■ **Stated task**
Transcribe the entries word for word from the start of the records through the line containing "682 315 L 731", inclusive. Leave the pictures out of your answer.

■ **Excerpts from segmentation records**
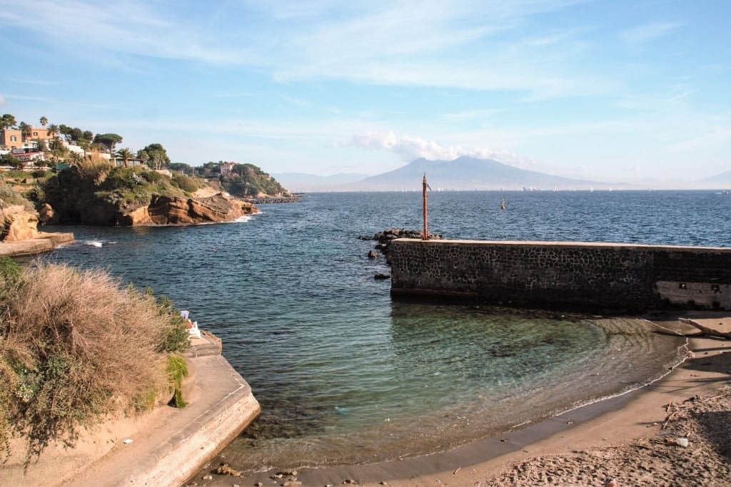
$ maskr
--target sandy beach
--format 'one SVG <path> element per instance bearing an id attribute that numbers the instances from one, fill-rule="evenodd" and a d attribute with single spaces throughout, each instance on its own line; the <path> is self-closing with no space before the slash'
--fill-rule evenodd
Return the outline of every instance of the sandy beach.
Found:
<path id="1" fill-rule="evenodd" d="M 682 315 L 731 331 L 728 313 Z M 674 317 L 652 321 L 695 331 Z M 651 386 L 450 451 L 369 465 L 241 477 L 216 473 L 226 461 L 219 455 L 185 485 L 603 486 L 607 478 L 615 478 L 618 486 L 731 485 L 731 341 L 692 338 L 689 348 L 683 364 Z M 134 421 L 105 424 L 83 435 L 75 448 L 49 448 L 26 472 L 13 461 L 17 456 L 12 458 L 0 464 L 0 483 L 88 485 L 80 469 L 110 467 L 105 464 L 108 449 L 102 445 L 118 444 L 126 437 L 140 443 L 156 441 L 166 414 L 175 412 L 158 410 Z M 687 440 L 686 446 L 681 439 Z M 124 458 L 115 461 L 124 463 Z"/>
<path id="2" fill-rule="evenodd" d="M 728 332 L 727 315 L 680 315 Z M 674 318 L 651 321 L 697 331 Z M 689 349 L 683 364 L 651 386 L 450 451 L 242 478 L 216 474 L 225 462 L 217 458 L 206 469 L 211 479 L 201 475 L 187 485 L 527 487 L 603 486 L 611 478 L 618 486 L 731 485 L 731 342 L 692 338 Z"/>

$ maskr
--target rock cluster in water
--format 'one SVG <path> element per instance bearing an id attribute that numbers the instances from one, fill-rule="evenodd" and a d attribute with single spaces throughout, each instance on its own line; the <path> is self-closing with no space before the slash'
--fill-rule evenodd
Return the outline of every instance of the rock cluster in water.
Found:
<path id="1" fill-rule="evenodd" d="M 388 258 L 388 248 L 391 245 L 392 240 L 395 240 L 395 239 L 418 239 L 420 240 L 424 232 L 421 230 L 386 229 L 383 231 L 378 232 L 373 237 L 360 235 L 358 239 L 360 240 L 376 240 L 378 242 L 378 243 L 376 244 L 375 249 L 371 250 L 368 253 L 368 258 L 371 259 L 378 258 L 379 253 L 380 253 L 381 254 L 385 256 L 386 264 L 390 265 L 391 261 Z M 443 239 L 444 238 L 444 235 L 436 235 L 429 232 L 429 239 Z M 382 272 L 378 272 L 374 276 L 374 279 L 376 280 L 383 280 L 390 278 L 390 275 L 384 274 Z"/>
<path id="2" fill-rule="evenodd" d="M 381 253 L 387 256 L 386 261 L 388 261 L 388 248 L 391 244 L 392 240 L 396 239 L 422 239 L 424 235 L 424 232 L 422 230 L 405 230 L 404 229 L 386 229 L 383 231 L 379 231 L 373 237 L 367 237 L 360 235 L 358 239 L 361 240 L 376 240 L 378 242 L 376 244 L 376 250 L 379 250 Z M 430 240 L 441 240 L 444 239 L 444 235 L 437 235 L 435 234 L 429 232 L 428 239 Z M 368 253 L 369 258 L 376 258 L 378 256 L 376 255 L 375 252 L 371 250 Z"/>

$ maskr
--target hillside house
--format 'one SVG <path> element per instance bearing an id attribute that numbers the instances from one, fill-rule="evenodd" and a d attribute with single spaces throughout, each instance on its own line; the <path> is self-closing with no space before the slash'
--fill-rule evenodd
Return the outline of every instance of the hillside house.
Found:
<path id="1" fill-rule="evenodd" d="M 18 129 L 0 130 L 0 148 L 7 150 L 20 149 L 23 143 L 23 134 Z"/>
<path id="2" fill-rule="evenodd" d="M 124 166 L 124 159 L 121 157 L 110 157 L 109 161 L 116 167 Z M 144 163 L 142 161 L 142 159 L 137 157 L 131 157 L 127 159 L 127 165 L 129 166 L 129 167 L 132 167 L 134 166 L 141 166 Z"/>
<path id="3" fill-rule="evenodd" d="M 235 162 L 224 162 L 221 164 L 221 175 L 227 176 L 233 172 L 233 168 L 236 165 Z"/>

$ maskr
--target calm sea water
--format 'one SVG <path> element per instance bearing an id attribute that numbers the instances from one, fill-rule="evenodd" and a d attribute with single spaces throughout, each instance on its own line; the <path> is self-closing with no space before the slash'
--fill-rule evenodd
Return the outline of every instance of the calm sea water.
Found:
<path id="1" fill-rule="evenodd" d="M 505 198 L 507 209 L 499 210 Z M 374 242 L 422 226 L 420 193 L 309 194 L 232 223 L 88 228 L 48 256 L 150 286 L 219 336 L 260 418 L 237 469 L 366 463 L 436 451 L 637 387 L 683 342 L 631 318 L 548 319 L 393 301 Z M 731 246 L 713 191 L 444 192 L 447 238 Z M 100 245 L 100 246 L 99 246 Z"/>

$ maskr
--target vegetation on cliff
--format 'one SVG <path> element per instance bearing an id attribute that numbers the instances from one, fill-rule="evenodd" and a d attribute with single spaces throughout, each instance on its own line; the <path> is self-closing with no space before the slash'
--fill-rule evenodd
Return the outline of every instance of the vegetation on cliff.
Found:
<path id="1" fill-rule="evenodd" d="M 206 163 L 202 166 L 202 175 L 218 179 L 227 193 L 241 198 L 289 196 L 286 188 L 254 164 L 232 164 L 230 173 L 221 174 L 224 164 L 220 161 Z"/>
<path id="2" fill-rule="evenodd" d="M 48 178 L 31 196 L 38 207 L 53 208 L 56 223 L 115 225 L 124 213 L 150 204 L 154 195 L 188 197 L 203 184 L 91 158 Z"/>
<path id="3" fill-rule="evenodd" d="M 104 271 L 0 259 L 0 452 L 18 435 L 30 459 L 108 414 L 151 409 L 179 388 L 170 357 L 188 343 L 167 299 Z"/>

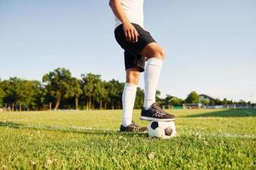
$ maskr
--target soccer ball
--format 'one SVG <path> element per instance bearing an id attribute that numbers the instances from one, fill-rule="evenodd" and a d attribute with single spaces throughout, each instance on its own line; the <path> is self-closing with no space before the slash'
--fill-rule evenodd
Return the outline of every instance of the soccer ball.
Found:
<path id="1" fill-rule="evenodd" d="M 170 139 L 176 136 L 175 123 L 174 122 L 152 121 L 148 125 L 148 133 L 149 137 Z"/>

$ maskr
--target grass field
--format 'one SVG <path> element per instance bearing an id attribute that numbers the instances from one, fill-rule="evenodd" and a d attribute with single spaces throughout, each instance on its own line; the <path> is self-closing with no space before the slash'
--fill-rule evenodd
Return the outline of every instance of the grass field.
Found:
<path id="1" fill-rule="evenodd" d="M 256 110 L 168 111 L 168 140 L 119 133 L 121 110 L 2 112 L 0 169 L 256 169 Z"/>

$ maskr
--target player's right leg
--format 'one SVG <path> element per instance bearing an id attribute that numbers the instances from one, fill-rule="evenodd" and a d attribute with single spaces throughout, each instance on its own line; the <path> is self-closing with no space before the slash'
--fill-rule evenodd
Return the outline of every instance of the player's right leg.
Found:
<path id="1" fill-rule="evenodd" d="M 137 59 L 127 52 L 125 52 L 125 63 L 126 82 L 122 95 L 123 120 L 120 126 L 120 132 L 146 132 L 147 128 L 140 127 L 132 121 L 133 107 L 140 71 L 143 68 L 138 64 Z"/>
<path id="2" fill-rule="evenodd" d="M 148 58 L 144 73 L 144 108 L 141 119 L 148 121 L 172 121 L 175 116 L 166 113 L 155 103 L 156 88 L 165 56 L 164 50 L 156 42 L 148 44 L 140 54 Z"/>

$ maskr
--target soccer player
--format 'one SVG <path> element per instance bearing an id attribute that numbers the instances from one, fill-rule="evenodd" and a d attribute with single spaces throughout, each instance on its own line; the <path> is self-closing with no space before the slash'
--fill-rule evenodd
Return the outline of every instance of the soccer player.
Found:
<path id="1" fill-rule="evenodd" d="M 114 36 L 125 50 L 126 83 L 124 88 L 121 132 L 145 132 L 146 128 L 132 122 L 132 110 L 140 72 L 144 71 L 144 107 L 140 119 L 172 121 L 175 116 L 164 111 L 155 103 L 155 93 L 164 60 L 163 48 L 143 26 L 144 0 L 110 0 L 115 15 Z M 147 65 L 145 66 L 145 62 Z"/>

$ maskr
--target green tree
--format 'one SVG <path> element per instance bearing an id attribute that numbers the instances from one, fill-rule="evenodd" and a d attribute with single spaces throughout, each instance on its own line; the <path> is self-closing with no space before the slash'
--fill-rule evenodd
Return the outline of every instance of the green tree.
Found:
<path id="1" fill-rule="evenodd" d="M 111 109 L 119 109 L 122 107 L 121 102 L 124 86 L 124 82 L 119 82 L 114 79 L 107 82 L 108 102 L 109 102 Z"/>
<path id="2" fill-rule="evenodd" d="M 70 97 L 71 82 L 71 73 L 65 68 L 57 68 L 43 76 L 43 82 L 46 83 L 48 94 L 55 99 L 55 110 L 59 108 L 61 98 Z"/>
<path id="3" fill-rule="evenodd" d="M 1 82 L 0 82 L 0 84 L 1 84 Z M 0 107 L 3 105 L 3 101 L 4 96 L 5 96 L 5 93 L 4 93 L 4 91 L 2 89 L 2 88 L 0 86 Z"/>
<path id="4" fill-rule="evenodd" d="M 38 98 L 41 96 L 41 82 L 38 81 L 21 80 L 17 87 L 19 110 L 21 110 L 22 104 L 27 110 L 31 109 L 39 109 Z"/>
<path id="5" fill-rule="evenodd" d="M 198 104 L 199 95 L 195 91 L 191 92 L 185 99 L 187 104 Z"/>
<path id="6" fill-rule="evenodd" d="M 15 110 L 15 105 L 17 104 L 20 96 L 18 92 L 20 82 L 21 79 L 18 77 L 10 77 L 9 80 L 4 80 L 1 82 L 2 89 L 5 93 L 3 102 L 11 106 L 12 110 Z"/>
<path id="7" fill-rule="evenodd" d="M 100 102 L 107 95 L 107 91 L 104 83 L 101 79 L 100 75 L 88 73 L 81 75 L 81 84 L 84 97 L 86 100 L 86 109 L 91 109 L 93 101 Z"/>
<path id="8" fill-rule="evenodd" d="M 200 102 L 203 105 L 209 105 L 209 100 L 206 99 L 202 99 L 200 100 Z"/>
<path id="9" fill-rule="evenodd" d="M 69 95 L 71 97 L 74 97 L 75 99 L 75 109 L 79 109 L 79 98 L 82 94 L 81 84 L 79 79 L 75 77 L 72 77 L 70 80 L 70 86 L 68 89 Z"/>

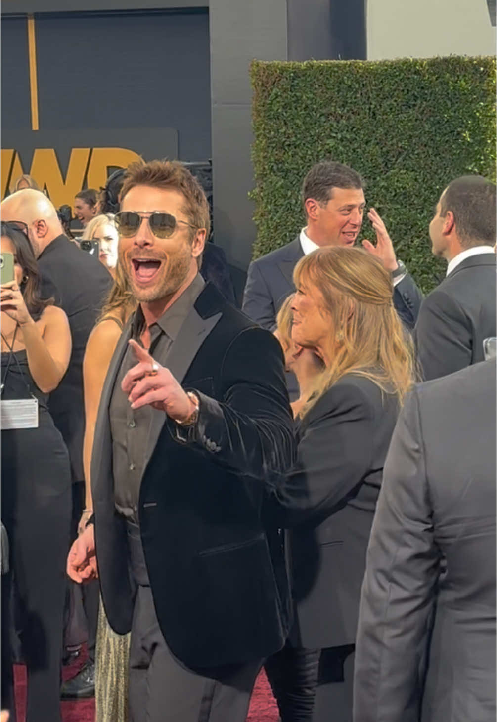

■ **Written solution**
$ maskr
--target sandy beach
--format 'one SVG <path> element per instance bearing an id attribute that numbers the instances from one, fill-rule="evenodd" and a d attribute with single spaces throughout, each instance on its own line; the <path> is self-closing with no space before the slash'
--fill-rule evenodd
Return the outline of every instance of the sandy beach.
Found:
<path id="1" fill-rule="evenodd" d="M 682 315 L 731 331 L 728 313 Z M 674 317 L 652 321 L 695 331 Z M 651 386 L 450 451 L 369 465 L 241 477 L 216 473 L 226 461 L 219 455 L 185 485 L 603 486 L 607 478 L 615 478 L 618 486 L 731 485 L 731 341 L 692 338 L 689 348 L 683 364 Z M 134 421 L 105 424 L 83 435 L 75 448 L 49 448 L 26 472 L 13 461 L 17 456 L 12 458 L 0 464 L 0 483 L 88 485 L 80 469 L 110 467 L 105 464 L 108 449 L 102 445 L 118 444 L 126 437 L 140 443 L 156 441 L 166 414 L 175 412 L 158 410 Z M 687 440 L 686 446 L 681 439 Z M 124 458 L 115 461 L 124 463 Z"/>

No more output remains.